◆ Job: Find the line that contains "Identify every instance of the white jeep" in the entries below. Output it and each later line exactly, and nothing else.

◆ Records to use:

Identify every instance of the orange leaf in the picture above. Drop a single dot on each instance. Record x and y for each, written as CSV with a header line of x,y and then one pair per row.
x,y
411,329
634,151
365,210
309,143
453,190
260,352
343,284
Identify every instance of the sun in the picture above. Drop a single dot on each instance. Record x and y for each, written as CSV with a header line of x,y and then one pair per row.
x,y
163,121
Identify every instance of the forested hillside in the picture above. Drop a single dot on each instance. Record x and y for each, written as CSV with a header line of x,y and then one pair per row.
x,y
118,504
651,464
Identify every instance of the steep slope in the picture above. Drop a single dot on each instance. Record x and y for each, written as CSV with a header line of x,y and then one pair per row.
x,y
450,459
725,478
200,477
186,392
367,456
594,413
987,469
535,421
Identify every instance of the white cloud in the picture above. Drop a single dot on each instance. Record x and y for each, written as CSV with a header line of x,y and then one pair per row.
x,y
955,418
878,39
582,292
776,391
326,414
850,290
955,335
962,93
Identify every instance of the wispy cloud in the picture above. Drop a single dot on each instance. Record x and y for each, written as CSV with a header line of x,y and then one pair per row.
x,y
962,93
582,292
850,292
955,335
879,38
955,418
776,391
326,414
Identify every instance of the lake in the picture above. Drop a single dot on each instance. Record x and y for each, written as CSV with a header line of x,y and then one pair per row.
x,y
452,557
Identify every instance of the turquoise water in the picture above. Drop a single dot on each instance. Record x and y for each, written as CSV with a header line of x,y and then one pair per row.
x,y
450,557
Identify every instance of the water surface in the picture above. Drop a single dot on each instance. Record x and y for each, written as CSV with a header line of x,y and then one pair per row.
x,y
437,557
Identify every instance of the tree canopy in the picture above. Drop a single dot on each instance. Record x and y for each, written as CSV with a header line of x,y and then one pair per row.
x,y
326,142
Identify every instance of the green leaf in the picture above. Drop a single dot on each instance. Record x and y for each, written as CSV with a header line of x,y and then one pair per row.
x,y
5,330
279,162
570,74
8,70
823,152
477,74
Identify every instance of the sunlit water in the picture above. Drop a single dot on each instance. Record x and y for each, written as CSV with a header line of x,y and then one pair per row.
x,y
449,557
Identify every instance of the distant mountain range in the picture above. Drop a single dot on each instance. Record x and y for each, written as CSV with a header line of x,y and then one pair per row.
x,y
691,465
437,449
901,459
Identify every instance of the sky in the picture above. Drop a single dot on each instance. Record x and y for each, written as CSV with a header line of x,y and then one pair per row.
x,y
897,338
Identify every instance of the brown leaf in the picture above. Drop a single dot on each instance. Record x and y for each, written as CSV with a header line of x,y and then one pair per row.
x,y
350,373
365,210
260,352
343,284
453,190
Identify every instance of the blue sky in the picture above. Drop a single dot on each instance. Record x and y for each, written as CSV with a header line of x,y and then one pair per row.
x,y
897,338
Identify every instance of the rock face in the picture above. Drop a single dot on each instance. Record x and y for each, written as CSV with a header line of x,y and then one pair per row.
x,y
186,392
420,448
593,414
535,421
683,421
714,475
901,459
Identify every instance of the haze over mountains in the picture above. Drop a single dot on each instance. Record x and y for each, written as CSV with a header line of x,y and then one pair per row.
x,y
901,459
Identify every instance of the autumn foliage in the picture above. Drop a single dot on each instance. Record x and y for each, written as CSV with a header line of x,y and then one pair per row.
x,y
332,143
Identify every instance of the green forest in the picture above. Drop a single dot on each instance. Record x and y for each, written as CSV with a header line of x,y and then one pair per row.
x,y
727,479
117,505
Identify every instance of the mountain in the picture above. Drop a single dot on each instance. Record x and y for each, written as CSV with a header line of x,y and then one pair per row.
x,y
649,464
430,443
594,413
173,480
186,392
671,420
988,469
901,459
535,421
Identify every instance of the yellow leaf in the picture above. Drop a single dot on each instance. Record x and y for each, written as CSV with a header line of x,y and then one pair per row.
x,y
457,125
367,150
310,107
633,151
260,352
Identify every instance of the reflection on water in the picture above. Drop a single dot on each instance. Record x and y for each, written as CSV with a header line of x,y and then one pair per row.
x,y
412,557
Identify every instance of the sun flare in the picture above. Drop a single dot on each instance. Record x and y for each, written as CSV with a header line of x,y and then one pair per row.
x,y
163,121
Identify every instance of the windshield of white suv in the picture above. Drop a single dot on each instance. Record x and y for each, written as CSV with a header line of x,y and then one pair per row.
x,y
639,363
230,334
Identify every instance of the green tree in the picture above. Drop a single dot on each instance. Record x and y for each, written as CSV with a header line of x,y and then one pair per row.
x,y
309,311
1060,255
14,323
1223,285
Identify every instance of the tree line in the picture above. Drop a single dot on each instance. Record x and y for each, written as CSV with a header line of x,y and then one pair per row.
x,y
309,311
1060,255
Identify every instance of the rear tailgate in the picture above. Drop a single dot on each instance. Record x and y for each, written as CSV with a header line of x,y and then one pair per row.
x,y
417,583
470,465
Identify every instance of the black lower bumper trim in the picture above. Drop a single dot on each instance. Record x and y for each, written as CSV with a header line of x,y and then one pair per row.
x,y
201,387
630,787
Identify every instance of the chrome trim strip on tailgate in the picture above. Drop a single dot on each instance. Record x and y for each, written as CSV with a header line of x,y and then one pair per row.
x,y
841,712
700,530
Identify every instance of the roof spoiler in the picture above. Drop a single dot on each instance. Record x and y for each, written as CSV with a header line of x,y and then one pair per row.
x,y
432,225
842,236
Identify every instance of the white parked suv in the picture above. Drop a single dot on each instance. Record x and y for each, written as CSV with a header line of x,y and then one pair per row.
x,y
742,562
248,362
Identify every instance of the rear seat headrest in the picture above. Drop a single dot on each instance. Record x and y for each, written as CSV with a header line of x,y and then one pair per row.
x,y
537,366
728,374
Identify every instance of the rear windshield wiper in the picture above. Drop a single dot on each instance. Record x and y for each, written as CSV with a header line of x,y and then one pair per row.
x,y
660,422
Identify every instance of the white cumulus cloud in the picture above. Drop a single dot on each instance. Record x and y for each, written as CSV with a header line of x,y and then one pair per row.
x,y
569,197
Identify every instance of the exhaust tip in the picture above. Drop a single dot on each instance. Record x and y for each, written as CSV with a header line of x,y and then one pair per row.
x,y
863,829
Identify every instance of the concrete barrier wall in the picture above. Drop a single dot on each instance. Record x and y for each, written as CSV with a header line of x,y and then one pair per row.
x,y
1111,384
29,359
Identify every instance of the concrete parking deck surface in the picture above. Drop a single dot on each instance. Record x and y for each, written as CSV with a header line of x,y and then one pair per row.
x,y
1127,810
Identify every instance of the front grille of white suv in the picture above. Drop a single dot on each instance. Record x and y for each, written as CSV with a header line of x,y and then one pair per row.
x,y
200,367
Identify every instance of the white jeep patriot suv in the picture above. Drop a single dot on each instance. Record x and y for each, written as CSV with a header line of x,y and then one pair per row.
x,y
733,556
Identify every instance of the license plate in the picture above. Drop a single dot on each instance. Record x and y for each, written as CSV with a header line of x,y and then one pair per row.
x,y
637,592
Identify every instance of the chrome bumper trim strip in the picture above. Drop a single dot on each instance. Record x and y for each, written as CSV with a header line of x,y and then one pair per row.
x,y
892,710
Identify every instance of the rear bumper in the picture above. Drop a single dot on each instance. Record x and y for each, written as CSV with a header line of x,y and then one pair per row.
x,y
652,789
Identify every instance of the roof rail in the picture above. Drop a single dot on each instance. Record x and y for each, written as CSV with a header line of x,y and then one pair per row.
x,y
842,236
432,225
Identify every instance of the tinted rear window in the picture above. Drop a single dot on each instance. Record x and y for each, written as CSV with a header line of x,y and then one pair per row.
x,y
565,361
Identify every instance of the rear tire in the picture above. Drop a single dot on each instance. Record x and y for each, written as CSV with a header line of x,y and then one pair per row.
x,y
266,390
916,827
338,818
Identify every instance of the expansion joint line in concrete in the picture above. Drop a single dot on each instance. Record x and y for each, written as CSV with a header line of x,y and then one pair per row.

◆ The answer:
Identify every instance of the white jeep patriot suv in the picture above. Drop a single dot on each instance. Record x and y for each, written as CSV with a header line of x,y and then one pair per row.
x,y
733,556
Identify every instance of the license plate in the picture above. Drop a single dot on each instance. Record x and y for each, written as CSV with a header line of x,y and then one pair per row.
x,y
637,592
Identify every instance of the chrome bumper trim strip in the picture above. Drop a single dot on each instance. Record x and y for each, written as CSV with a header line of x,y and then one pair per row.
x,y
892,710
Identify every instance of the rear bumper in the picture above. Drop a single dot on each instance. Record x and y for each, written as CSV with a header line of x,y and then one pair per row.
x,y
652,789
Identify every instance of the roof rail in the picture above. Drop a single dot on each instance. Record x and y for each, written as CSV with a header line of x,y and then one pair per row.
x,y
842,236
432,225
Identify every instance of the tinted rear window in the picture above. Drop a single dot on each instance. Record x and y for each, written as CSV with a header line of x,y and then one pair per row.
x,y
565,361
Identify every instance of the rear tire in the picture above. Drop a single dot on each instance. Record x and y for each, written as CSV with a header line of x,y and then one pair per row.
x,y
266,390
916,827
338,818
Identify every instance of the expansion joint line in concrete in the picture above. Drop a single dot on each instance. Record x and y for each, written as CSV with a header line of x,y and then one pair per row.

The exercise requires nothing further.